▶ What you need to do: How many lines in the items below contain the word "tire"? Case counts, so match capital and lowercase letters. Reply with the number alone.

▶ Given records:
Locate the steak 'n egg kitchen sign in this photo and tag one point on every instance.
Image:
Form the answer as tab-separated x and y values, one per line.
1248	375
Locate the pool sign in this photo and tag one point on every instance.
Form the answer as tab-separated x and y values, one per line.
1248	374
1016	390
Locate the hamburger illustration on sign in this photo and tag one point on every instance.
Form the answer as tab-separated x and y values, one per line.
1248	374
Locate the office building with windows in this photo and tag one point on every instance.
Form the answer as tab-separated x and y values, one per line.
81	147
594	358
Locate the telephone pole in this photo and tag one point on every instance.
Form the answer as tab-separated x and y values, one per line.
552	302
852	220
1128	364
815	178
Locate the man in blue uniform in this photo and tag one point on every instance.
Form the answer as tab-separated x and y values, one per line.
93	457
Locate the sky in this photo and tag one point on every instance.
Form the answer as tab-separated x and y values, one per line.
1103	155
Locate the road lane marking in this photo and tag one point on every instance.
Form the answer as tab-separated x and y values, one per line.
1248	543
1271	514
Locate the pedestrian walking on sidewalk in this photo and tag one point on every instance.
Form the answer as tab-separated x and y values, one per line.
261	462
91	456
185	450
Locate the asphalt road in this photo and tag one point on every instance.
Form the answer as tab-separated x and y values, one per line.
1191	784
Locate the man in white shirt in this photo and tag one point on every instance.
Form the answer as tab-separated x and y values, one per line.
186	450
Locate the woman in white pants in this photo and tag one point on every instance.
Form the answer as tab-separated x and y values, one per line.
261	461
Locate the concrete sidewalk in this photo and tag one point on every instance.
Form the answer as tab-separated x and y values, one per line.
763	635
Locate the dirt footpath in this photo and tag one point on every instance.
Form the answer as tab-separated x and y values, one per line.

* * *

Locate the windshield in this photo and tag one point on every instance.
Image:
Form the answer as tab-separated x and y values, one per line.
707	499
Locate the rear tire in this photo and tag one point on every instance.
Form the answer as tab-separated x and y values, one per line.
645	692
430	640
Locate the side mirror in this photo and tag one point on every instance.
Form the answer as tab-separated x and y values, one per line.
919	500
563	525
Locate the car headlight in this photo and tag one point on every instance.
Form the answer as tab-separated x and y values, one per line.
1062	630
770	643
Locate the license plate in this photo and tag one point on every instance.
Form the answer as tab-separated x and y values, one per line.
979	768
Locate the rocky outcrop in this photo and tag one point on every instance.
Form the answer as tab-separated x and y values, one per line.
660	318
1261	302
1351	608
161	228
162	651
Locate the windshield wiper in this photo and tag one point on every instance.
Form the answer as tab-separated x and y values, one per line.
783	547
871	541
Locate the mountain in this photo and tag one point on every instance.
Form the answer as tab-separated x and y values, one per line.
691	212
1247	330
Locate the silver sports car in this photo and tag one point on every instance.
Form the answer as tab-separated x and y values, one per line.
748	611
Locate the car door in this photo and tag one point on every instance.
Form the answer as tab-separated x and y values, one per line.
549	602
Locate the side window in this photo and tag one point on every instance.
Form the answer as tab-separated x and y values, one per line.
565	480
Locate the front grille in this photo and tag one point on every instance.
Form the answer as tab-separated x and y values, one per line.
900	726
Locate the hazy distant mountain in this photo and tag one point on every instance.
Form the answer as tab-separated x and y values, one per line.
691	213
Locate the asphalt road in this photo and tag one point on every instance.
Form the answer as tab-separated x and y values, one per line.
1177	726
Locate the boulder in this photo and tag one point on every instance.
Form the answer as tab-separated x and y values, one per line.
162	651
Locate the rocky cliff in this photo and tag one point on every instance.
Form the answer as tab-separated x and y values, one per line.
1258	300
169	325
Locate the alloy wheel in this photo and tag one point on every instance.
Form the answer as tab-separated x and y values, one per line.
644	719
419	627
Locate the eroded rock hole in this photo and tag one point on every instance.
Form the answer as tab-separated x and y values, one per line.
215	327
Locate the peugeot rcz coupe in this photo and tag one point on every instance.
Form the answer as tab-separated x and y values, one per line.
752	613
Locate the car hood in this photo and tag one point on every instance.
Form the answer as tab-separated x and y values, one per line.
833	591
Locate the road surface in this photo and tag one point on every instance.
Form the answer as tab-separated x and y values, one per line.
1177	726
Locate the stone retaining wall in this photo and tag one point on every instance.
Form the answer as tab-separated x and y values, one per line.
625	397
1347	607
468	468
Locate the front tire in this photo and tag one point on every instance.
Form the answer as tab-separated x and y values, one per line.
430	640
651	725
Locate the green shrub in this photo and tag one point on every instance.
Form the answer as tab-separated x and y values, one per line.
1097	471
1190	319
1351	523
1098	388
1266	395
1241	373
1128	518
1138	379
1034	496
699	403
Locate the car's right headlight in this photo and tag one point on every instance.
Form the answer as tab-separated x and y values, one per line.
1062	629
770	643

▶ Correct response: 2